* [DOCUMENT SECTION]
....

# what experience do I have to have??



## maestro (May 3, 2002)

I''ve been sailing for about 10 years. I have owned an O''Day 22'' for the past 4 years (a lazer before that), my better half has sailed for at least 15 years and ownes an Islander 24'' I crew regularly on a J105 and am the delivery skipper of the J105 to all our regattas (mostly 1 day to get to and from), I have sailed at night, can navigate, read charts, gps, etc.

Neither of us have US Sailing Bareboat certifications but I have taken a us power squadren course in navigation and feel that I am a very good sailor (I handle a sailboat well,I am safe, cautious, can anchor well, dock, etc. etc.)

What specifically are charter companies looking for , before allowing a bareboat charter?? (besides ponying up tons of cash)

Thanks....


----------



## Stede (Jun 13, 2002)

maestro,

IMO, the two main things charter companies look at is your over all skill level -sailing/seamanship, and your familiarity in skippering a boat of similar size to the one you''re wanting to charter. Before my first charter, I had achieved a "Bareboat Certification" through a school aboard a 38 ft.boat. When I charterd, I got a 40 ft.boat. The charter company accepted my certification aboard the 38ft.boat to be sufficient to enable me to handle the 40 footer. It sounds to me like you have good over all skills. Worst case scenario, the charter company might make you take a skipper out for a half day to prove you know what you''re doing, depending on the size boat you are asking for. I suggest a first time charter in an area like the BVI. Sailing is great, navigation is easy, and it will allow you to get the first one (charter)under your belt. After that, I don''t think it will ever be a concern again from other charter companies. Good luck!

....

* [EXERCISE DESCRIPTION] Retype the part of the bareboat charter thread above that runs from "I''ve been sailing" up to and including "charts, gps, etc.", with every word, spelling and punctuation mark unchanged.

* [PROVIDED INFORMATION]

....

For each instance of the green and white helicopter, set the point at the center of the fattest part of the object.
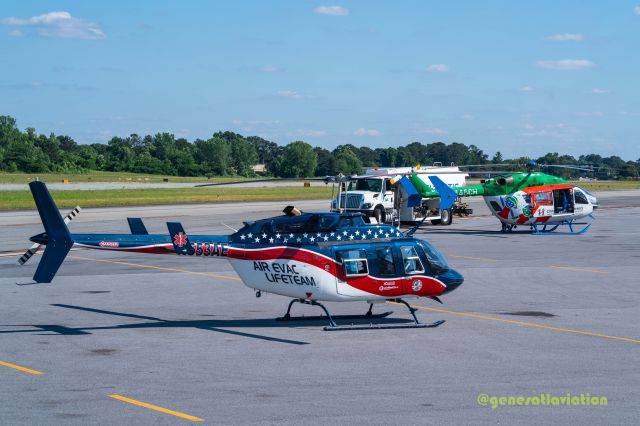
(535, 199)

....

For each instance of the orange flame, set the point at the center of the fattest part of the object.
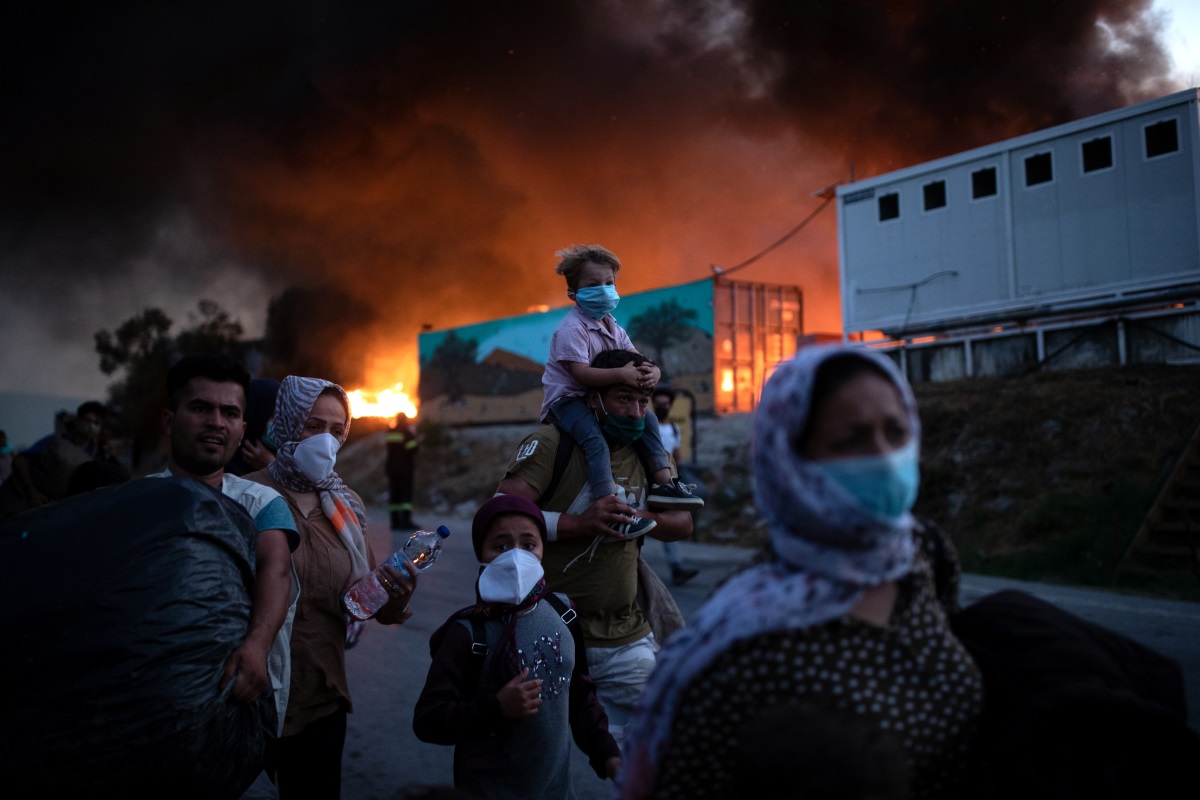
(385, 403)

....

* [THE SOLUTION]
I''ve been sailing for about 10 years. I have owned an O''Day 22'' for the past 4 years (a lazer before that), my better half has sailed for at least 15 years and ownes an Islander 24'' I crew regularly on a J105 and am the delivery skipper of the J105 to all our regattas (mostly 1 day to get to and from), I have sailed at night, can navigate, read charts, gps, etc.